Governance: Leadership Selection
CNCF does not require its hosted projects to follow any specific governance model by default. Instead, CNCF specifies that graduated projects need to “[e]xplicitly define a project governance and committer process.” This varied and open governance approach has led to different projects defining what is best and optimized for their community.
While there are many options for selecting leaders as part of defining governance, the ideal is to have a process that provides a fair and level playing field that defines how contributors can become leaders. The governance should be documented so that all participants clearly understand the criteria and process for moving into and out of leadership positions. Here are more details about some of the governance options for CNCF projects.
Types of Leadership Selection
Invitation
Leaders may be invited to participate in committees or other leadership roles by the people currently in those leadership roles. The Project Management Committee for Vitess is by invite with a nomination from an existing committee member followed by committee approval.
Committer / Maintainer-based
In many projects, one of the simplest and easiest ways to select leaders is to allow the existing committers or maintainers to make the selection. In some cases, this might be by invitation from another maintainer, or a person can ask to be selected for a role (self-nomination). In Envoy, new maintainers are approved via consensus by the group of senior maintainers. Jaeger uses a nomination process where a new maintainer is nominated by an existing maintainer and seconded by two other maintainers.
Elections and Voting
Elected leadership is often used for the highest levels of leadership in larger projects, since defining the election criteria and process can require more effort than some of the other options, although there are simpler ways of conducting votes. The Kubernetes Steering Committee has a robust, but more complicated process where they are elected by a vote of eligible contributors with a maximum of one-third representation from any one company. New maintainers for Harbor are nominated by an existing maintainer and must be elected by a supermajority of existing maintainers. CoreDNS has a single project lead who is elected by a vote of the maintainers. Fluentd uses voting to select maintainers, but votes are based on organizations with each organization getting one vote to prevent any one organization from dominating the vote.
Organization-based
Leadership can be defined in a way that is tied to the organization where the contributor works. In Envoy, senior maintainers are expected to represent their organization and mentor other maintainers from their organization as needed. In the case of Envoy, new maintainers are approved by the group of senior maintainers, so it also uses maintainer-based leadership selection.
Self-Selected
Leadership may also be self-selected, which is how many projects define their first set of leaders. While this is common early in a project’s lifecycle, most projects will want to move to one of these other models, at least for the top leadership group, as the project grows and matures.
Hybrid
None of these models are mutually exclusive, and many projects use a combination of these. As mentioned earlier, Envoy has both organization-based leadership and maintainer-based leadership. It is also common for projects to use voting for senior leadership roles and committer / maintainer-based for entry level leadership roles; for example, Kubernetes uses voting for the steering committee, but other roles on the contributor ladder simply need sponsorship from a couple of existing leaders.

### RAW DATA:
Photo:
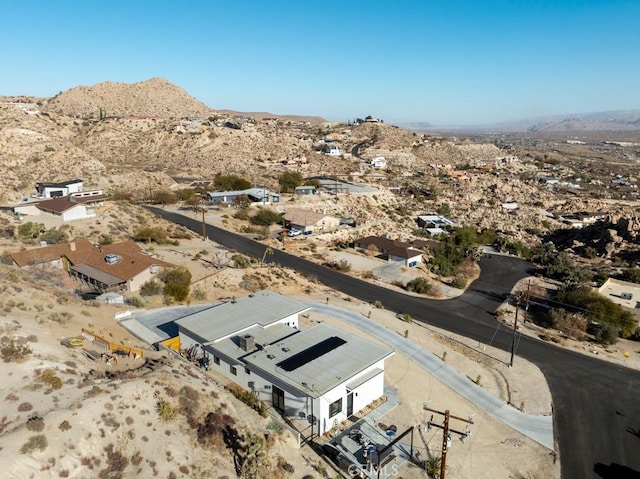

### TASK STATEMENT:
Pick up the leadership-selection text after its last sentence and extend it, leaving the data aside.

### EXERCISE RESPONSE:
Best Practices for Leadership Selection
Transition from Existing Leadership to New Governance
When working on a new governance structure, careful thought should be put into how you plan to transition your existing leadership into the new structure. In most cases, you probably do not want to replace your entire leadership team when you transition to your new governance structure, since leadership continuity can help maintain consistency and knowledge transfer. It can help to plan for how your existing leaders might fill at least some of the new positions.
Rotation
Regardless of the method of leadership selection, all projects should have regular leadership turnover, both through the addition of new leaders and the retirement of old ones. This benefits not only the community around the project, but the leaders themselves; projects with low turnover tend to have serious problems with leadership burnout. Ideally, your leadership selection should allow leaders to “step away” from the project when they have conflicts or personal issues, but be eligible to apply or run for leadership positions again.
It’s also critically important for contributor recruitment for every contributor to think of themselves as a potential project leader. If there is no advancement of new leaders, contributors will regard the project as “closed” and project leadership as increasingly irrelevant to their interests. Whereas contributors looking to become project leaders will put in additional effort to accomplish project goals.
To ensure rotation, implement the following steps:
- New leader selection/election should happen at some regular interval
- Criteria for new leaders should be explicit and clear to the entire community
- Leadership positions should be theoretically open to all project contributors
- Existing project leadership should look for potential community leaders and encourage them to step forwards
Mentoring and Shadowing
Mentoring and shadowing can help grow the pipeline of new leaders by allowing contributors to learn from existing leadership. In the case of shadow programs, a contributor works closely with an existing leader to help out and learn what it takes to lead in that particular role, which gives contributors hands-on experience and demonstrates their capabilities to existing leaders. The Kubernetes community has good shadowing and mentoring programs that can be used as a model.
Increasing Leadership Diversity and Inclusion
As you define leadership selection in your governance structure, it can help to keep diversity and inclusion in mind. Elected leadership can occasionally result in a lack of diversity, so this should be kept in mind when defining the process. Invitation and committer / maintainer-based leadership can help improve the diversity and inclusion of your leadership if your existing leaders focus on sponsoring and bringing up a diverse set of contributors into leadership roles.